WHAT IS EXPECTED:
Please answer these questions using the text below about training doctors with video game technology:
1. How long can it take for a demonstrably better medical device or technique to gain broad adoption in medicine?
2. What does the speaker name as the gating factor to adoption?
3. Over what span of time has the video games industry been distilling these capabilities?

** PAGE TEXT follows **

Sam Glassenberg: That is, in fact, the entire thesis of Level Ex. So, this is what we see over and over again with, you know, dozens of customers and partners that we work with. Fundamentally, you know, one of the things that has shocked me is the degree to which, you know, it can take years, it can take decades for a new medical device or a new technique that is demonstratively better, right, to gain broad adoption in medicine. Why is that? It’s not because doctors and surgeons are slow or backwards, it’s because we’re not giving them effective modalities of training, right? We can see that the first 100 procedures that a doctor does, the outcomes aren’t as gonna be as good as the next 100. In a lot of cases, you’ve got to do a few 100 cases in order to really experience all those weird, you know, edge cases and complications that can occur, you know, not daily, but on a monthly basis or annual basis in surgery. So, what we really find is the gating factor to adoption is not the value necessarily to the patient or the better outcome, it’s how difficult it is for surgeons and doctors to learn those skills, you know, and be able to achieve, you know, the same level of outcome with the new technique that they would with the old. And this is where, you know, this is something…the ability to recreate virtual humans to, you know, capture the physics of fluids or soft bodies and to really create experiences that, you know, trigger dopamine releases at the brain at the right frequency to maximize learning. You know, this is what we’ve been distilling over the last three decades in the video games industry. We’ve been using it to engage, you know, billions of consumers. But if you can use that technology to train medical professionals, this is an opportunity to drastically accelerate the adoption curve of new techniques and technologies in medicine.

** End of PAGE TEXT **
** RECORDS SUPPLIED follows **

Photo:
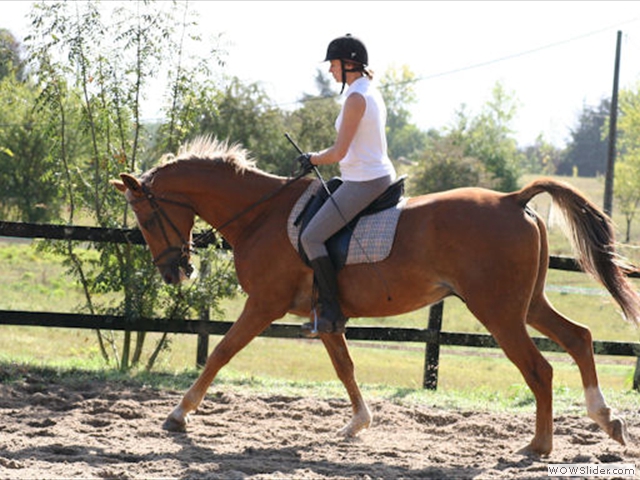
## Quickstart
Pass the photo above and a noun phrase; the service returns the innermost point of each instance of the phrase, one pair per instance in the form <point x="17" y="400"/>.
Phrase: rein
<point x="186" y="248"/>
<point x="205" y="238"/>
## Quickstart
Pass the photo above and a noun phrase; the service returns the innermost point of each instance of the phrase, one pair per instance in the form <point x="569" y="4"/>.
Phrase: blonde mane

** End of RECORDS SUPPLIED **

ANSWER BELOW:
1. Years, and even decades.
2. How difficult it is for surgeons and doctors to learn the skills and achieve the same level of outcome with the new technique that they would with the old.
3. The last three decades.